---- Text segment

Liver spot, brown spot, sun spot are all synonyms for age spot. Liver spots have nothing to do with or caused by the liver. Pigmented lesions (spots) often appear on the face, the top of the hand, arms, neck and decolletage. These areas are the most common because they are the most exposed to the sun.
These spots are the main signs of aging from the sun, i.e. they are caused not by the passage of time and chronological aging, but from the sun. The pigment spots you see appearing on your face are not a function of age, but of sun exposure. Sun spots are another common phrase for “age spots”, “liver spots” or “brown spots”. They are also called lentigos or solar lentigines.
Our skin has melanin pigment which absorbs sunlight and helps naturally protect our skin from UV rays. However as we age, our skin’s natural ability to fend off UV rays from the sun begins to deteriorate, and we see the development of age spots.
There are a couple different types of liver spots that people get on their skin. There are solar lentigos (age spots) and freckles (known as ephiledes). These come from the sun and that’s because the sun damages the melanocytes, which are the cells in the epidermis (the skin’s surface layer) that produce melanin pigment. Most of the cells in our epidermis are skin cells that form the dead skin layer as well as keratin that protects us from the outside world, but one in every tenth or twentieth cell is a melanocyte which produces melanin pigment and transfers this brown pigment to our skin cells to help protect us against the sun.

--------
---- Record excerpts

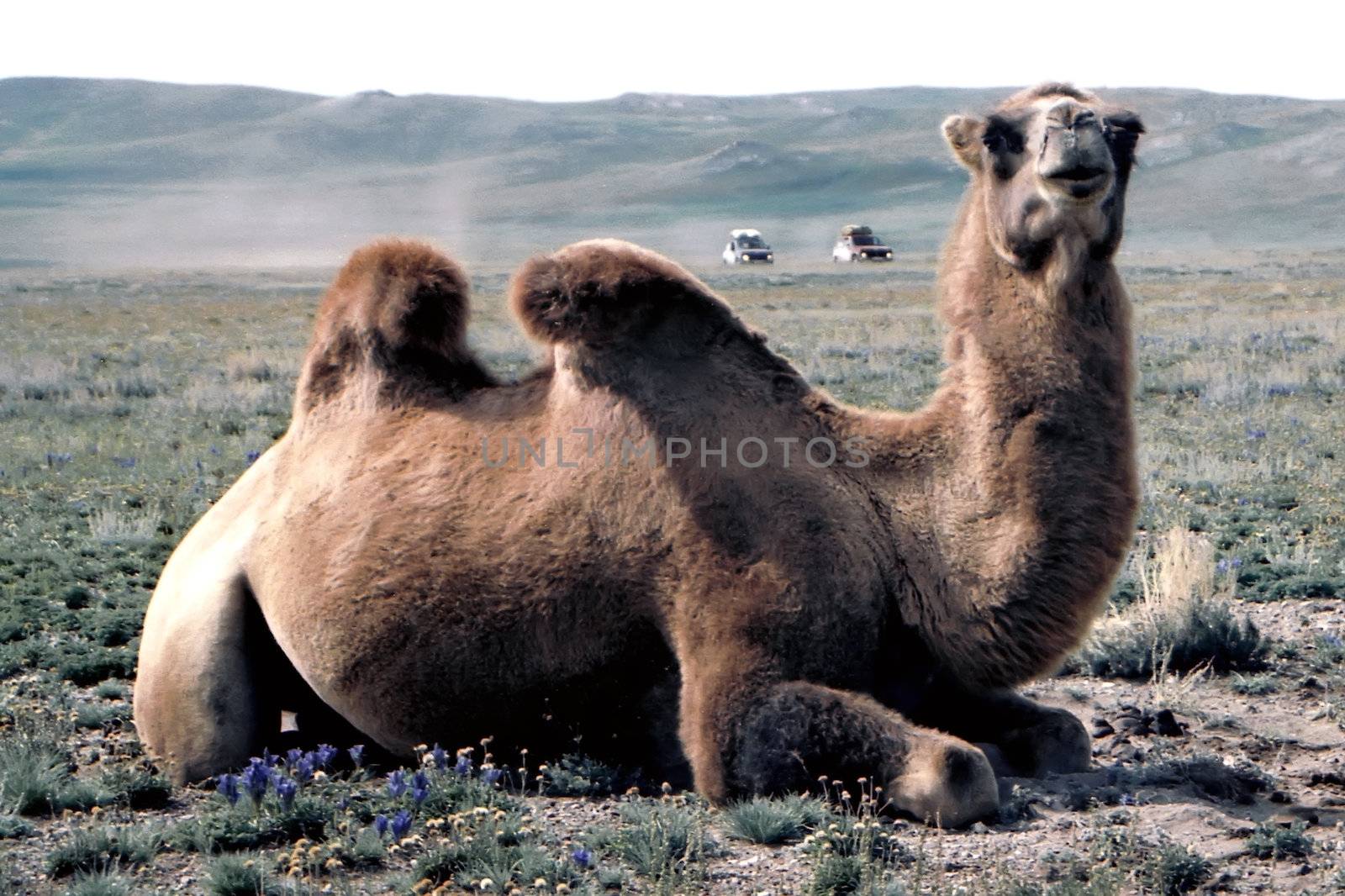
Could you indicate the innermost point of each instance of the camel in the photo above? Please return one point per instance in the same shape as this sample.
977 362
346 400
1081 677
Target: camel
622 548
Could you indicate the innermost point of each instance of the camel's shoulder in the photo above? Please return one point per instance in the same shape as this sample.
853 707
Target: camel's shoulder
393 324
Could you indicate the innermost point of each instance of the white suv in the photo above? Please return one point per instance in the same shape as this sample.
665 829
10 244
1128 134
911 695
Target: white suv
746 248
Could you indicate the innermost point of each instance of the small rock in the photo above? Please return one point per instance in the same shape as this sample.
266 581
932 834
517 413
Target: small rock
1167 724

--------

» **Assignment**
Please answer from the passage on age spots: what share of the cells in the epidermis are melanocytes?

» **Answer box**
One in every tenth or twentieth cell.